Written exercise =
Reproduce everything from the line containing "Could you please pick out the yellow air" down to the line containing "(1206, 613)", substituting "amber" for "yellow" throughout and leaving all else as it stands.

Exercise inputs =
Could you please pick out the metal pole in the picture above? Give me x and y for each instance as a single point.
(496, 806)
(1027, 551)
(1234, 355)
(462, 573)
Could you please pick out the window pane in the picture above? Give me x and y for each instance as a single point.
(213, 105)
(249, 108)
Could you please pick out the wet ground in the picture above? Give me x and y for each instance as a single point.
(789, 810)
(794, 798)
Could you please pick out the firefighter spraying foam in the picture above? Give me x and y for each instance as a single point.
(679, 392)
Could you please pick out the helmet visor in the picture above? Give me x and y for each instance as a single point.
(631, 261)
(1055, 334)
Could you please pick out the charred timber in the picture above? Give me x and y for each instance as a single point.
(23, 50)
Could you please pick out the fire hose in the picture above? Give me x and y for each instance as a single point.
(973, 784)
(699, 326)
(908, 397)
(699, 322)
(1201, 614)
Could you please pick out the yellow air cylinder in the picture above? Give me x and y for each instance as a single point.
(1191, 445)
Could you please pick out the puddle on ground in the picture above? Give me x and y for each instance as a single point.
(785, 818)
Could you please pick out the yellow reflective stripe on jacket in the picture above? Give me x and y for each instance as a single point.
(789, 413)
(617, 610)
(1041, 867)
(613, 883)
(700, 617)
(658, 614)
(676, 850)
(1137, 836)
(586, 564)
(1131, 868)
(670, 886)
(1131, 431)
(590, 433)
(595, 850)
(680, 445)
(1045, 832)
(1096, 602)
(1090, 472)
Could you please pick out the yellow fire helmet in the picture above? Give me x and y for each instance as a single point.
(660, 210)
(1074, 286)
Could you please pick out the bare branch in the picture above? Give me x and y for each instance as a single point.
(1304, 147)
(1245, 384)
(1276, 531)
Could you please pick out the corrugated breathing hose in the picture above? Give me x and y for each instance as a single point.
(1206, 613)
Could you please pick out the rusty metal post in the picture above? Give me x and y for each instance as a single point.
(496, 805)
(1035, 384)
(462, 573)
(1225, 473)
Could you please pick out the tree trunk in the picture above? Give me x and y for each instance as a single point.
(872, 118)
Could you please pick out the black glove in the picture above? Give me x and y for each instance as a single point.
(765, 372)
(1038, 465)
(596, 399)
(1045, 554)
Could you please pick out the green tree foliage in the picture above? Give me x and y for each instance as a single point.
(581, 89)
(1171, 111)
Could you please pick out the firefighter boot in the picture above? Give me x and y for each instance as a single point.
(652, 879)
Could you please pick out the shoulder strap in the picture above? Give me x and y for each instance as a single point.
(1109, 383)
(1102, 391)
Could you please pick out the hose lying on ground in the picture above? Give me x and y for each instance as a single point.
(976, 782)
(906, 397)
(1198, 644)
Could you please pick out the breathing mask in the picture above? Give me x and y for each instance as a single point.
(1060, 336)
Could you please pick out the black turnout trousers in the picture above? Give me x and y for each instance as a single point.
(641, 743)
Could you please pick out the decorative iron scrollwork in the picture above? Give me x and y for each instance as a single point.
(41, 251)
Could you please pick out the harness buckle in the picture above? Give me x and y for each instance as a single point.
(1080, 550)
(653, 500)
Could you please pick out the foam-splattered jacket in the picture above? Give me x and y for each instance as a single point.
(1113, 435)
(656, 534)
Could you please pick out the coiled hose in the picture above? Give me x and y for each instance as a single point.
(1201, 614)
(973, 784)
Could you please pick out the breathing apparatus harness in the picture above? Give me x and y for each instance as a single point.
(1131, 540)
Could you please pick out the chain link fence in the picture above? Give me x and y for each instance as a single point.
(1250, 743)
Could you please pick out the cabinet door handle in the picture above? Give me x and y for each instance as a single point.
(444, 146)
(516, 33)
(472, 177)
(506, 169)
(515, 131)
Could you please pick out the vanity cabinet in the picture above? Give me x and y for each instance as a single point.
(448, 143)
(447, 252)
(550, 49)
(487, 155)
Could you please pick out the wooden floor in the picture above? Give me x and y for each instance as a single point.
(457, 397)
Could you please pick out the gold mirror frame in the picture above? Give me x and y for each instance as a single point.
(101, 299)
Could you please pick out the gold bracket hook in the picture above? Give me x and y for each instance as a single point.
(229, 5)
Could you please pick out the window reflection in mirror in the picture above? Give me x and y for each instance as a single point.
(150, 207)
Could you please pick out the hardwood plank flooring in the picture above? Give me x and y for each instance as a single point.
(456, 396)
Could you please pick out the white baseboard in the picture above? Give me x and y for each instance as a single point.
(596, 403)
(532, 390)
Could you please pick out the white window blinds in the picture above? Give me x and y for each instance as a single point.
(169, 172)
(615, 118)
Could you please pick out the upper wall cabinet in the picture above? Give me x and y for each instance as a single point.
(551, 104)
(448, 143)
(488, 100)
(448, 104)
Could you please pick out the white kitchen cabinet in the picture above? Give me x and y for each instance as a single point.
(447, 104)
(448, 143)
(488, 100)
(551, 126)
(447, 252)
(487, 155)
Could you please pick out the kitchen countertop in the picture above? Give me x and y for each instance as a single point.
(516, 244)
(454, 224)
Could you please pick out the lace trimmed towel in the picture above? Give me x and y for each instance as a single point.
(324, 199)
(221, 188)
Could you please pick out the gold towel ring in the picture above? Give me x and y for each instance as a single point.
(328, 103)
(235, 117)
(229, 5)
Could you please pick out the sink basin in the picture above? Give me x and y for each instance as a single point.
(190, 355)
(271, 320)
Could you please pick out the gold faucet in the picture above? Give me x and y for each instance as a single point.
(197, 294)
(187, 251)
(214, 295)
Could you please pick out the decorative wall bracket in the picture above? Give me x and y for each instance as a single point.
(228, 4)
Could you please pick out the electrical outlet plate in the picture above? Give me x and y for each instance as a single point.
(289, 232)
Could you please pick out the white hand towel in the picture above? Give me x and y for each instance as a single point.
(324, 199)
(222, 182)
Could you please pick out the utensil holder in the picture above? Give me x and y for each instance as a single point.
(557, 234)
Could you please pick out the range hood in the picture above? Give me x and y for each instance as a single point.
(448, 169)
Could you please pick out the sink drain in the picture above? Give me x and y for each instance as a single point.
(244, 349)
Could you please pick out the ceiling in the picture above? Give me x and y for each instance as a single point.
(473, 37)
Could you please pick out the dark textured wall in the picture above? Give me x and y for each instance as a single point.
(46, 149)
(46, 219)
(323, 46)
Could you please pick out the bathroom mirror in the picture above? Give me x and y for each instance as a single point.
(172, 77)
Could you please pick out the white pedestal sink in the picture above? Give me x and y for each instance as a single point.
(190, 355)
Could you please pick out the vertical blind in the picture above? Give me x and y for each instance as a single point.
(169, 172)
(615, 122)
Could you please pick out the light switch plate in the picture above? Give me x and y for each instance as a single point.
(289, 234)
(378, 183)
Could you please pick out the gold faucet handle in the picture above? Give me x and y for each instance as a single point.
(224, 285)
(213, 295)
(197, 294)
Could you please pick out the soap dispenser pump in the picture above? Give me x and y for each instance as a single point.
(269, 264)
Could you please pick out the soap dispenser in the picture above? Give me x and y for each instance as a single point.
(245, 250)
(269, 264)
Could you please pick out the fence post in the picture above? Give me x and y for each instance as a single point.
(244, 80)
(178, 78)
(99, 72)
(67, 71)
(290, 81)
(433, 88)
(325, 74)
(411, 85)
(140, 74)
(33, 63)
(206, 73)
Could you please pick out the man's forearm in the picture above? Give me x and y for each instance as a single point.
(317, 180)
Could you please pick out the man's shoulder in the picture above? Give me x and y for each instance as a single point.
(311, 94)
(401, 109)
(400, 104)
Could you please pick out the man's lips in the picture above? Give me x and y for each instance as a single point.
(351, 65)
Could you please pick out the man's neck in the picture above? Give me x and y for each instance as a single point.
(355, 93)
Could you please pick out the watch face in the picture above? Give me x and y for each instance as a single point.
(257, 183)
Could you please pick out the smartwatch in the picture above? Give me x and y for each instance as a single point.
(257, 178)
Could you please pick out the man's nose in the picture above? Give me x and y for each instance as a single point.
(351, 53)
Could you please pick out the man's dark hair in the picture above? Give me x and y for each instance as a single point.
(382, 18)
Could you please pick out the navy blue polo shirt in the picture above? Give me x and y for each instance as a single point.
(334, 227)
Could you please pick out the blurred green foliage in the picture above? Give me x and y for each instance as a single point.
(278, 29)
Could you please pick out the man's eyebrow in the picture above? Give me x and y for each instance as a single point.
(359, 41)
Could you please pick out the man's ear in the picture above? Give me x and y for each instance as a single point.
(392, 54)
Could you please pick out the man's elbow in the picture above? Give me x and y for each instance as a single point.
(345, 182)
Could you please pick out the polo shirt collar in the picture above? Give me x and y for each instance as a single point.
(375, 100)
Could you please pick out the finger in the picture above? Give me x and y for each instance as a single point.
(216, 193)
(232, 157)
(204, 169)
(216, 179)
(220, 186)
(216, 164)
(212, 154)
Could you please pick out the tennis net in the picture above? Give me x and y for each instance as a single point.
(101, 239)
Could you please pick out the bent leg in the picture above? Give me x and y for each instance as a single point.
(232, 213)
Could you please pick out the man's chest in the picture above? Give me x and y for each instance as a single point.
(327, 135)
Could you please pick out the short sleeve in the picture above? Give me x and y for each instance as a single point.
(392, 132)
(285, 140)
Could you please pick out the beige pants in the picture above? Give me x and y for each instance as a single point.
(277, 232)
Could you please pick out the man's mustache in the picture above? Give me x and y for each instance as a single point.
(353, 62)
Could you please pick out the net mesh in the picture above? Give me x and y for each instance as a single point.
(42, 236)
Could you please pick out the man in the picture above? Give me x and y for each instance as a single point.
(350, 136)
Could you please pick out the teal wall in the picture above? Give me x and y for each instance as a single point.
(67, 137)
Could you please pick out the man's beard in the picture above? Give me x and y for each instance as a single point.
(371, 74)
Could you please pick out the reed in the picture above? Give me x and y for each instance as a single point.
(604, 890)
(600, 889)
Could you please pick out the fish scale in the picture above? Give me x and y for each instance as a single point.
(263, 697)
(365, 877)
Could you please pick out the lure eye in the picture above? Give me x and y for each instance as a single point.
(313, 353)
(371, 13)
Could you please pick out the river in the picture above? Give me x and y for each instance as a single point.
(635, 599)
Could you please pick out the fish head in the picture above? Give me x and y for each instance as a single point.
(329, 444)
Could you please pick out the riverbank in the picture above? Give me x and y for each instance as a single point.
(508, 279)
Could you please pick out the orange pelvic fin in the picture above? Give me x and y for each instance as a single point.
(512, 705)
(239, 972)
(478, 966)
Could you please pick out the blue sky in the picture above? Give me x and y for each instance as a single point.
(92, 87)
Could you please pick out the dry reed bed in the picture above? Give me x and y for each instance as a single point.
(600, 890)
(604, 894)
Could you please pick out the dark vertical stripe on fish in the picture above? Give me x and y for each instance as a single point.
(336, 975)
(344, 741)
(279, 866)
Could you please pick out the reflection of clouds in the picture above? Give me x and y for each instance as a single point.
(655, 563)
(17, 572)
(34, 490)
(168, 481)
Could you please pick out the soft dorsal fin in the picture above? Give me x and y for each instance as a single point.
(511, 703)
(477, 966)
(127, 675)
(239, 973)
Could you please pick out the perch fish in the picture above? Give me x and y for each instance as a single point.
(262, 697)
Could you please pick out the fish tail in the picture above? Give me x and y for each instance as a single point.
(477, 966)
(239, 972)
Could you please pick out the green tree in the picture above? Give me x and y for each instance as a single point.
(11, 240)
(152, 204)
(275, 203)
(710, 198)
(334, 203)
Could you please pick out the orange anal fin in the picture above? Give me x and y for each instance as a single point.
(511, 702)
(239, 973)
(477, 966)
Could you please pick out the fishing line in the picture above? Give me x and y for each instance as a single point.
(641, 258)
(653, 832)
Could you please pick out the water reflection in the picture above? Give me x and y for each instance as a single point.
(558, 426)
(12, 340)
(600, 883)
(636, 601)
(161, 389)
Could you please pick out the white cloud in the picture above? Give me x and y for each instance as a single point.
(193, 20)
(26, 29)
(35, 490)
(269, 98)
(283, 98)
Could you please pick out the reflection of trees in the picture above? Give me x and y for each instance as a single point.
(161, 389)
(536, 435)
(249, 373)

Problem solution =
Could you please pick out the amber air cylinder in the picture above? Give me x and y for each instance as a single point.
(1191, 445)
Could you please pick out the puddle on ground in the picture above? Give me x and y for each instance as a single point.
(785, 818)
Could you please pick out the amber reflective stripe on jacket in the picture above? Give me x and y for each instance as a single point.
(789, 413)
(617, 610)
(1041, 867)
(613, 883)
(700, 617)
(658, 614)
(676, 850)
(1137, 836)
(586, 564)
(1131, 868)
(670, 886)
(1131, 431)
(590, 433)
(595, 850)
(680, 445)
(1045, 832)
(1096, 602)
(1090, 472)
Could you please pick out the amber fire helmet in the picture above? Give me x and y for each instance as a single point.
(660, 210)
(1074, 286)
Could you please pick out the bare branch in the picture above? Give me x and y for each instance as a single point.
(1304, 147)
(1245, 384)
(1276, 531)
Could you please pick out the corrugated breathing hose in the picture above? Give me x and y for each instance as a single point.
(1206, 613)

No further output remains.